Extracted text:
Start

Other gameplay mechanics are similar to what you would find in XCOM, like putting your soldiers on overwatch behind a cover, shots having a percentile chance to hit based on distance and cover, etc.
By the way, if your soldier’s bullet trajectory has a friendly soldier within or nearby, then the friendly soldier will also have a chance to get hit. This means you have to carefully position your soldiers to avoid friendly casualties.
Is France Really This Small?
Now that I have gushed over everything that I like about Classified: France ’44, let’s get to the more disappointing parts.
The levels where you deploy for a mission feel quite small. The enemies and even the objectives are often right in front of you where you spawn. It gave me little to no room to set up and get a hold of my surroundings.
Here’s yet another comparison to XCOM: That game has way bigger levels that allow for a more open approach. I could choose which angle I wanted to come in from and set up my units in multiple advantageous positions on overwatch as I found out where the enemies were.
That is not the case with Classified: France ’44. There aren’t too many different ways to complete a given mission. I wish it was more open-ended to make it more challenging. The game often makes it incredibly obvious what you need to do, like having one enemy face away right at the start near you, just begging to be stealth killed.
If that is how the mission starts, then I am sure 9/10 people did the exact same move of using melee on the enemy in their first turn. Turn-based games are often challenging because you could make one wrong move and lose a lot due to it. But Classified: France ’44 is not as challenging, at least on the normal difficulty.
Games like XCOM 2 or even Baldur’s Gate 3 absolutely owned me in the first few combat encounters. They forced me to come up with a strategy and tactic rather than making it obvious what needed to be done.

End

Raw records:
Start

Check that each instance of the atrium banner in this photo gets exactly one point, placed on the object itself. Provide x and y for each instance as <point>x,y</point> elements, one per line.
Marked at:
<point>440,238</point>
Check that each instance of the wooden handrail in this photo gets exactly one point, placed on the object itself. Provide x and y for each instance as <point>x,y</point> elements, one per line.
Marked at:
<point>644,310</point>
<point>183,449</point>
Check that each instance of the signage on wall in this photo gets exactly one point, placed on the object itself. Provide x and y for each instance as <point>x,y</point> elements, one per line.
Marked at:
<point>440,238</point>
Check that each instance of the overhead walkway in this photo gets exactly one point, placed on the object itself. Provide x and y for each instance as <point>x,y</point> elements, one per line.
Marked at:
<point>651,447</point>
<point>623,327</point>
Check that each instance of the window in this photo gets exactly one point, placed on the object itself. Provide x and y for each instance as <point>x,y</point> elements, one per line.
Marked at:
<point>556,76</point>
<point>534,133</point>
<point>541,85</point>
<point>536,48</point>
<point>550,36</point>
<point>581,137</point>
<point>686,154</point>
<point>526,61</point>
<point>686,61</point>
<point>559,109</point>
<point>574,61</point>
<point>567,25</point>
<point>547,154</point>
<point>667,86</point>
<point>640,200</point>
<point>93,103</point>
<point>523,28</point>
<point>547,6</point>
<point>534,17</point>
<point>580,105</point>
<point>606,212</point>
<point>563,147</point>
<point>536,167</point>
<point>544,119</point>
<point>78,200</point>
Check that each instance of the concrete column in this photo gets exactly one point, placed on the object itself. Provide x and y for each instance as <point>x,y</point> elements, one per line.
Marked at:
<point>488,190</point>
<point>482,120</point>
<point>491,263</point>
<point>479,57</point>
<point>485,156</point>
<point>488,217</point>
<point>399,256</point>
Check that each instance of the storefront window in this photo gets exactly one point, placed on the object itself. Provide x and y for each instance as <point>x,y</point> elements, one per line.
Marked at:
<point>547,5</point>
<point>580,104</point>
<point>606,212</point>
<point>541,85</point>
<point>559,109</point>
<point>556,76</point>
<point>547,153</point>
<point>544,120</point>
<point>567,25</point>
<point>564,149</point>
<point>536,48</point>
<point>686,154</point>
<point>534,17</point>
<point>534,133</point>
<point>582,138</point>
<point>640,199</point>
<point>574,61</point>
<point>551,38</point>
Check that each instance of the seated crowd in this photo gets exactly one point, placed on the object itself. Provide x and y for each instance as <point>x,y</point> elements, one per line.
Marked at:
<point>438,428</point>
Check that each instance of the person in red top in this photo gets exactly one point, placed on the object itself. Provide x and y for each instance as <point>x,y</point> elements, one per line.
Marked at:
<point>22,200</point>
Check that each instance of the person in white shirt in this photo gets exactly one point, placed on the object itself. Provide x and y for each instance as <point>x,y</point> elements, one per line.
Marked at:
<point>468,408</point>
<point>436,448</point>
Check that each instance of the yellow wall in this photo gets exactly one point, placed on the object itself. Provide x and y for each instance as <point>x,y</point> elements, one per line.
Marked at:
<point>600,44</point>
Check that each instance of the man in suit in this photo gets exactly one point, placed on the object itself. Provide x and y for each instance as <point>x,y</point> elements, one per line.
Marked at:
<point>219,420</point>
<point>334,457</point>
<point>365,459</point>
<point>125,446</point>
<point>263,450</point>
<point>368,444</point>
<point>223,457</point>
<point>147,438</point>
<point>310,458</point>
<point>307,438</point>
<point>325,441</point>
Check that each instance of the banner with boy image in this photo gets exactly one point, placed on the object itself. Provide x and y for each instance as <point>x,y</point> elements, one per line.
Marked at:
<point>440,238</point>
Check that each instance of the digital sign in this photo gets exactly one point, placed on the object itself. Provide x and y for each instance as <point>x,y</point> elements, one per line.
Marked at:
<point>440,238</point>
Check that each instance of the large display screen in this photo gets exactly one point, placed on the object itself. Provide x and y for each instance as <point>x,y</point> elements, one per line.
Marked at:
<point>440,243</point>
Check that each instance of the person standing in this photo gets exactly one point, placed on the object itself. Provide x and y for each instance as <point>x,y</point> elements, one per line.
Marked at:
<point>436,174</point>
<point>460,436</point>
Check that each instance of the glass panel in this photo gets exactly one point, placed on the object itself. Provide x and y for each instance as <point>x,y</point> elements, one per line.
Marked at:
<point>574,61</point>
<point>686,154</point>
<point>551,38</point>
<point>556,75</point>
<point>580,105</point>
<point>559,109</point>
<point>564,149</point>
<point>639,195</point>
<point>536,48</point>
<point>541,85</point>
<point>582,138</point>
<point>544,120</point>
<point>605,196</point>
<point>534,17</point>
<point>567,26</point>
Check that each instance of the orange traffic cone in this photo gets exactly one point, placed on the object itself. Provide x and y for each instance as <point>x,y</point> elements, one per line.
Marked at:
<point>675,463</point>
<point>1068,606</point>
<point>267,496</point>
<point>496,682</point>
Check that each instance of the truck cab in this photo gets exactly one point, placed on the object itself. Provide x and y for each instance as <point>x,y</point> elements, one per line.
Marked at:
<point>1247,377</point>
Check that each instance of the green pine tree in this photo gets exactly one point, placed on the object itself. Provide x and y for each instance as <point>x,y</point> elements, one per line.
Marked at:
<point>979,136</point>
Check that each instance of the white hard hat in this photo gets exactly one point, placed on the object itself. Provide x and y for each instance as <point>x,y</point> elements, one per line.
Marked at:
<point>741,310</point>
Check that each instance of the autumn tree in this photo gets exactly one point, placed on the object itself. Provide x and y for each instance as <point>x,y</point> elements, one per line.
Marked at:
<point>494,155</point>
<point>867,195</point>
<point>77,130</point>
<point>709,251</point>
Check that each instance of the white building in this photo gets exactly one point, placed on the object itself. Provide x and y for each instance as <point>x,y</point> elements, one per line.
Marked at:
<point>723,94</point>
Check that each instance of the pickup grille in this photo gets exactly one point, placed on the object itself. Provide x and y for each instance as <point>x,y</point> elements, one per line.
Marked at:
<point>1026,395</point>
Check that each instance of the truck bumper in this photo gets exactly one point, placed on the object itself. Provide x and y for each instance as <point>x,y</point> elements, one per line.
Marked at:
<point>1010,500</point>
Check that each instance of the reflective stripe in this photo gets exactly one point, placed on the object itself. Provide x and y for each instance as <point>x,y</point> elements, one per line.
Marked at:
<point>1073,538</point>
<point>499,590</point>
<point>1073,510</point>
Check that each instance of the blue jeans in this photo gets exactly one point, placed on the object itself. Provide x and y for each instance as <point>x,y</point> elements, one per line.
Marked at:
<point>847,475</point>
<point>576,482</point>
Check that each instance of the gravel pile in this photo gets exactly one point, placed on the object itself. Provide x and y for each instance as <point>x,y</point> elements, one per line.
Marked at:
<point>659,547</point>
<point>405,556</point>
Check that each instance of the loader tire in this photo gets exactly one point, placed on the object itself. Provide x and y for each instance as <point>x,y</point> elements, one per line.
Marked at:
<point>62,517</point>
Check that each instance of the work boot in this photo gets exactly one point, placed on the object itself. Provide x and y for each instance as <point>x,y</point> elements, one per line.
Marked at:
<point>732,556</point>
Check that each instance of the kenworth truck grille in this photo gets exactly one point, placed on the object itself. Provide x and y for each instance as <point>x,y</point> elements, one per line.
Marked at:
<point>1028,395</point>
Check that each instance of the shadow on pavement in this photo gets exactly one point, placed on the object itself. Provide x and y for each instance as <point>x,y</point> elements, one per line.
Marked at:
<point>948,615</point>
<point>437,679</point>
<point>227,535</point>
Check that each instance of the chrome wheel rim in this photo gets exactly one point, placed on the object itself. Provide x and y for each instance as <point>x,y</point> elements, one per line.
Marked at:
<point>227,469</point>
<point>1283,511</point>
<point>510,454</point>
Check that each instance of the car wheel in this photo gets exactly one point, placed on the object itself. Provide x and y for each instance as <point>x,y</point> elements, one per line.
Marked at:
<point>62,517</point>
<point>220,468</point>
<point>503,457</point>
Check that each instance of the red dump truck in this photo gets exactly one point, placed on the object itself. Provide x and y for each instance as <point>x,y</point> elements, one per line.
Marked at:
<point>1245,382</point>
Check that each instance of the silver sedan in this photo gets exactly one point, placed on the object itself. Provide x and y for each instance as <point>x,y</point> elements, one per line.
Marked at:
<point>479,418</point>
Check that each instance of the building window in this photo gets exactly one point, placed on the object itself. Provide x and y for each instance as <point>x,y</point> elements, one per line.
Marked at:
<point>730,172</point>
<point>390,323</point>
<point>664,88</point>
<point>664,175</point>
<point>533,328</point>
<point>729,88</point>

End

Work to complete: Carry the Classified: France ’44 review forward from its last sentence. The data was taken from a separate source.

Reply:
Visually, France ’44 is decent, but it isn’t the best-looking game. Sometimes my immersion would be broken because of simple bugs like an enemy body disappearing as soon as my soldier melee killed them.
The audio design is done well, from the gunshots to the dialogues of the characters. But a lot of times my soldiers would keep repeating the same line over and over again. The game can also do with some more ambient sounds, but the soundtrack is fitting and works well.
Verdict
Classified: France ’44 takes a lot of inspiration from the likes of XCOM 2 and packages it in a World War 2 era. It does a lot of unique things that are missing from other games and brings a fresh new take on how a game with guns and soldiers can be done in a turn-based format.
If you dislike how challenging some of the turn-based combat games are, this one is the one for you.
Classified: France '44 takes a lot of inspiration from the likes of XCOM 2 and packages it in a World War 2 era.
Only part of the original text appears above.